Textauszug:
++++++
Editorial
Argentinier im In- und Ausland feiern in diesem Jahr den 200sten Jahrestag der "Mai-Revolution". Es war der 25. Mai 1810,
als die Bürger in Buenos Aires einseitig ihre Unabhängigkeit von Spanien erklärten. Allerdings bedurfte es dann noch
einiger Jahre (nicht ohne bewaffnete Kampfhandlungen), bevor das Ziel mit der Unabhängigkeitserklärung vom 9. Juli 1816
in Tucumán endgültig erreicht wurde.
Vom argentinischen Generalkonsulat erhielten Ulrike und ich die ehrenvolle Einladung, in Hamburg an der 200-Jahrfeier der Mai-Revolution teilzunehmen.
Über diese schöne Veranstaltung habe ich im Göttinger Tango-Info Nr 42 berichtet.
++++++
Gespeicherte Daten:

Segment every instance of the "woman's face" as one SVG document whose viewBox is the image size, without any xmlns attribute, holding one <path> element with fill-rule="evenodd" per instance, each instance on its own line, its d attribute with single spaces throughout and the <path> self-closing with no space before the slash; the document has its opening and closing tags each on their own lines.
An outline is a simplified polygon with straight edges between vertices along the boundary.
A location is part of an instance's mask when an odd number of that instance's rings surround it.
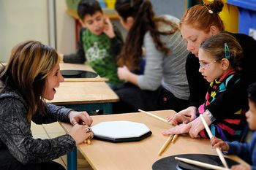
++++++
Aufgabenstellung:
- a) Gib den Abschnitt des Textauszugs zur Mai-Revolution wieder, der mit „Vom argentinischen Generalkonsulat“ beginnt und sich bis „Nr 42 berichtet.“ erstreckt. Tausche darin „Veranstaltung“ gegen „Feier“ aus.
- b) Schreibe den Textauszug zur Mai-Revolution im Anschluss an seinen letzten Satz weiter.

Lösungen:
- a)
Vom argentinischen Generalkonsulat erhielten Ulrike und ich die ehrenvolle Einladung, in Hamburg an der 200-Jahrfeier der Mai-Revolution teilzunehmen.
Über diese schöne Feier habe ich im Göttinger Tango-Info Nr 42 berichtet.

- b)
Deutschland ehrt Argentinien in diesem Jahr insbesondere durch den Ehrengast-Status auf der Frankfurter Buchmesse 2010.
Für das Göttinger Tango-Info ein willkommener Anlass, dort die vorliegende Sondernummer zu präsentieren.
Sie ist dem argentinischen Dichter, Schriftsteller, Journalisten und Literaturkritiker Alberto Mario Perrone gewidmet.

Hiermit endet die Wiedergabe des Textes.